Exercise directions:
Scan the records for the word "task". Copy each line that includes it.

[Extracted entries]

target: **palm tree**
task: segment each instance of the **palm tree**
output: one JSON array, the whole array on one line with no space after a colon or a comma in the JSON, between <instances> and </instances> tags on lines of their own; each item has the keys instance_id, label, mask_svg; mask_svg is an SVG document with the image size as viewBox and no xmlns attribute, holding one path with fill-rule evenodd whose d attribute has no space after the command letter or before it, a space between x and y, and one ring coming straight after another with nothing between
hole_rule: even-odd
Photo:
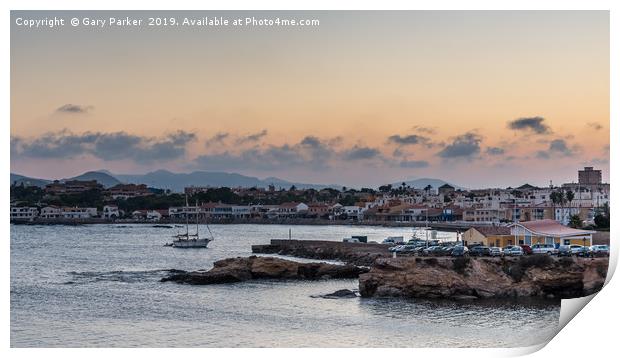
<instances>
[{"instance_id":1,"label":"palm tree","mask_svg":"<svg viewBox=\"0 0 620 358\"><path fill-rule=\"evenodd\" d=\"M575 199L575 193L572 190L566 192L566 200L570 206L573 206L573 200Z\"/></svg>"}]
</instances>

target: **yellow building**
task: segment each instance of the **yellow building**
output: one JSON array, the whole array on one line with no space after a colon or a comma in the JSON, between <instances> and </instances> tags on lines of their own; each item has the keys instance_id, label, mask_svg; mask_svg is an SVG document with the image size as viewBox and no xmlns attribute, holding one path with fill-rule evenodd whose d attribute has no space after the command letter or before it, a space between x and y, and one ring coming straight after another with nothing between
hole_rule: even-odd
<instances>
[{"instance_id":1,"label":"yellow building","mask_svg":"<svg viewBox=\"0 0 620 358\"><path fill-rule=\"evenodd\" d=\"M535 220L508 225L510 235L519 244L592 245L595 231L573 229L555 220Z\"/></svg>"},{"instance_id":2,"label":"yellow building","mask_svg":"<svg viewBox=\"0 0 620 358\"><path fill-rule=\"evenodd\" d=\"M474 226L463 233L466 245L482 244L504 247L514 245L514 236L510 235L508 226Z\"/></svg>"}]
</instances>

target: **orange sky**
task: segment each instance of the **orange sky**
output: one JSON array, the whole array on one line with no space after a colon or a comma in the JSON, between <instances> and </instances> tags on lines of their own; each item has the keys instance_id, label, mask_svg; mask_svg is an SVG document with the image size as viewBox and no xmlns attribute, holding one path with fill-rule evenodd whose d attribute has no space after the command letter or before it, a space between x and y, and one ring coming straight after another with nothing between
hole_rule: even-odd
<instances>
[{"instance_id":1,"label":"orange sky","mask_svg":"<svg viewBox=\"0 0 620 358\"><path fill-rule=\"evenodd\" d=\"M576 180L594 165L608 178L607 12L260 13L319 19L314 28L15 25L118 14L12 13L13 172L165 168L478 187ZM60 110L67 104L76 107ZM540 119L510 127L523 118ZM179 130L191 135L172 138ZM134 154L108 153L110 143Z\"/></svg>"}]
</instances>

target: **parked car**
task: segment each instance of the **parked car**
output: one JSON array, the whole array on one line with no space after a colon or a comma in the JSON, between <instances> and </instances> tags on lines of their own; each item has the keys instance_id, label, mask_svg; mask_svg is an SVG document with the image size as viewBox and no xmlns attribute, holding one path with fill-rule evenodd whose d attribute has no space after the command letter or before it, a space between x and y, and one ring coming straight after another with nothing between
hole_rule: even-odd
<instances>
[{"instance_id":1,"label":"parked car","mask_svg":"<svg viewBox=\"0 0 620 358\"><path fill-rule=\"evenodd\" d=\"M399 254L411 254L415 253L420 247L415 245L398 245L397 249L394 252Z\"/></svg>"},{"instance_id":2,"label":"parked car","mask_svg":"<svg viewBox=\"0 0 620 358\"><path fill-rule=\"evenodd\" d=\"M444 246L443 247L443 254L450 256L450 254L452 254L452 250L454 250L454 246Z\"/></svg>"},{"instance_id":3,"label":"parked car","mask_svg":"<svg viewBox=\"0 0 620 358\"><path fill-rule=\"evenodd\" d=\"M388 248L388 251L389 252L398 252L398 250L400 250L403 246L405 246L405 245L392 246L392 247Z\"/></svg>"},{"instance_id":4,"label":"parked car","mask_svg":"<svg viewBox=\"0 0 620 358\"><path fill-rule=\"evenodd\" d=\"M453 257L457 256L469 256L469 249L467 246L455 246L450 253Z\"/></svg>"},{"instance_id":5,"label":"parked car","mask_svg":"<svg viewBox=\"0 0 620 358\"><path fill-rule=\"evenodd\" d=\"M502 249L504 256L523 256L521 246L506 246Z\"/></svg>"},{"instance_id":6,"label":"parked car","mask_svg":"<svg viewBox=\"0 0 620 358\"><path fill-rule=\"evenodd\" d=\"M558 256L573 256L570 245L560 245L558 247Z\"/></svg>"},{"instance_id":7,"label":"parked car","mask_svg":"<svg viewBox=\"0 0 620 358\"><path fill-rule=\"evenodd\" d=\"M502 256L502 254L500 247L489 247L489 256Z\"/></svg>"},{"instance_id":8,"label":"parked car","mask_svg":"<svg viewBox=\"0 0 620 358\"><path fill-rule=\"evenodd\" d=\"M590 249L587 246L570 245L570 251L573 255L588 256Z\"/></svg>"},{"instance_id":9,"label":"parked car","mask_svg":"<svg viewBox=\"0 0 620 358\"><path fill-rule=\"evenodd\" d=\"M523 254L525 255L532 254L532 248L530 247L530 245L519 245L519 246L521 246L521 248L523 249Z\"/></svg>"},{"instance_id":10,"label":"parked car","mask_svg":"<svg viewBox=\"0 0 620 358\"><path fill-rule=\"evenodd\" d=\"M609 256L609 246L607 245L590 246L590 256Z\"/></svg>"},{"instance_id":11,"label":"parked car","mask_svg":"<svg viewBox=\"0 0 620 358\"><path fill-rule=\"evenodd\" d=\"M478 245L472 247L469 250L469 254L472 256L489 256L491 254L491 250L488 246Z\"/></svg>"},{"instance_id":12,"label":"parked car","mask_svg":"<svg viewBox=\"0 0 620 358\"><path fill-rule=\"evenodd\" d=\"M344 239L342 239L342 242L359 243L360 240L354 237L345 237Z\"/></svg>"},{"instance_id":13,"label":"parked car","mask_svg":"<svg viewBox=\"0 0 620 358\"><path fill-rule=\"evenodd\" d=\"M442 256L445 251L442 246L431 246L422 250L422 255L424 256Z\"/></svg>"},{"instance_id":14,"label":"parked car","mask_svg":"<svg viewBox=\"0 0 620 358\"><path fill-rule=\"evenodd\" d=\"M536 244L532 246L533 254L545 254L545 255L556 255L558 253L558 249L555 248L552 244Z\"/></svg>"}]
</instances>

[/Extracted entries]

Solved exercise:
task: segment each instance of the **palm tree**
task: segment each instance of the **yellow building**
task: segment each instance of the **orange sky**
task: segment each instance of the **parked car**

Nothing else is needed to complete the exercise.